╭─ Data in this exercise

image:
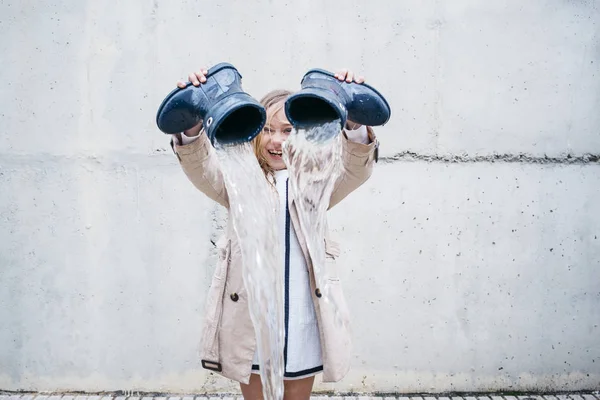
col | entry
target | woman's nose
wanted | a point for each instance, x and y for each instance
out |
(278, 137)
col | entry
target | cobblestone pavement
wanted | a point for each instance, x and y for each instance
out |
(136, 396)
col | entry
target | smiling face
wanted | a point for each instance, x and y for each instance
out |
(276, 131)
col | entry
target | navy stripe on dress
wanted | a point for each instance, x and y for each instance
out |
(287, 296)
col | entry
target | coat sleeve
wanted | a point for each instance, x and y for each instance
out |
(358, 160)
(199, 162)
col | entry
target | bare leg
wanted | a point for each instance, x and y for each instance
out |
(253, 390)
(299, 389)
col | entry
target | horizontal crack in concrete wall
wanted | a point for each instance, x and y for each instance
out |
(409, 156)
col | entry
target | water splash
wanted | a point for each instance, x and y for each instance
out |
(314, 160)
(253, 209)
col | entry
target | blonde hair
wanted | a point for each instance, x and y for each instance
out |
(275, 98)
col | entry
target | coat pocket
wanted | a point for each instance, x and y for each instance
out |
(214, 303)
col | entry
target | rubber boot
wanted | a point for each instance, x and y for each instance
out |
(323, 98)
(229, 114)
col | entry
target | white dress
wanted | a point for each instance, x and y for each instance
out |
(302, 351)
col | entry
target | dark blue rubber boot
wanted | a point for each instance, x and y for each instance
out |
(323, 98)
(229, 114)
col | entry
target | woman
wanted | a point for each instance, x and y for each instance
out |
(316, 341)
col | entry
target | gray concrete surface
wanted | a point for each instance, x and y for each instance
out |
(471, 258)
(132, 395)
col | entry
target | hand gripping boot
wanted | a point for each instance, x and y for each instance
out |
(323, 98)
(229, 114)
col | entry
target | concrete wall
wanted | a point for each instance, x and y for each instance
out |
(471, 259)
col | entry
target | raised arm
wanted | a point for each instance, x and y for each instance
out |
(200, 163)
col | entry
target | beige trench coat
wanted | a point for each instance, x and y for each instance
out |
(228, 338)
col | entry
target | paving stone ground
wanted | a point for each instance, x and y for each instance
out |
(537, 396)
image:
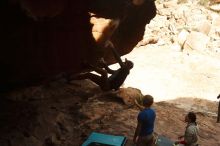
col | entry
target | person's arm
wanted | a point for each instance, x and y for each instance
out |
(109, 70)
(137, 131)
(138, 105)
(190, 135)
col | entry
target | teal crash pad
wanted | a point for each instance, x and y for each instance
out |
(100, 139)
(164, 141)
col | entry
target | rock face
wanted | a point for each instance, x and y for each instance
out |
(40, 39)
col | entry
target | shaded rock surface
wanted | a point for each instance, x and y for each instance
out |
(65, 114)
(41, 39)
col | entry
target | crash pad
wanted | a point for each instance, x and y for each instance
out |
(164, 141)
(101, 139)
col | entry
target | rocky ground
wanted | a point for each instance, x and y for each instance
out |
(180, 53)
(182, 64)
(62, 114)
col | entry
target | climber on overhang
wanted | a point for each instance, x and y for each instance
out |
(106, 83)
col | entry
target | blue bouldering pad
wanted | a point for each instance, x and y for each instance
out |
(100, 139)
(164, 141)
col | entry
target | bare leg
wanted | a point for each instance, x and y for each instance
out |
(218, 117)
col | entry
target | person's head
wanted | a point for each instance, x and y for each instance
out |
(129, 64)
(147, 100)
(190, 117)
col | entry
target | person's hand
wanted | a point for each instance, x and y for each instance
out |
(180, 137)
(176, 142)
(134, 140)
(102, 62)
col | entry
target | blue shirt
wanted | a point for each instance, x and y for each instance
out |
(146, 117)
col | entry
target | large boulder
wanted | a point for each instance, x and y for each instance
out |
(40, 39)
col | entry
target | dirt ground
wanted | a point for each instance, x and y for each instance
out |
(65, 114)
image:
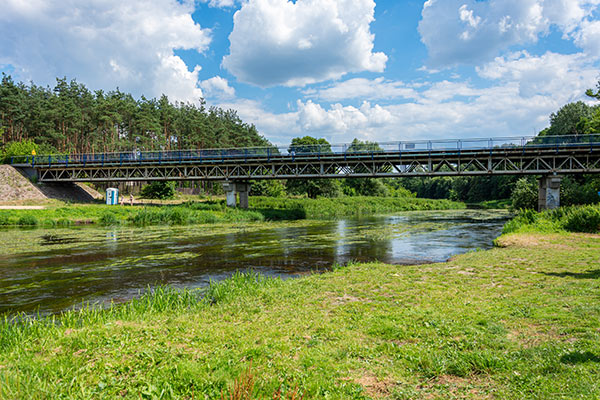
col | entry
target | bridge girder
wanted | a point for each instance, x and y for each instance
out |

╰─

Problem requirements: Report every line of the data above that contains the string "wall" by copying it in full.

Result for this task:
target | horizontal crack in concrete wall
target | concrete wall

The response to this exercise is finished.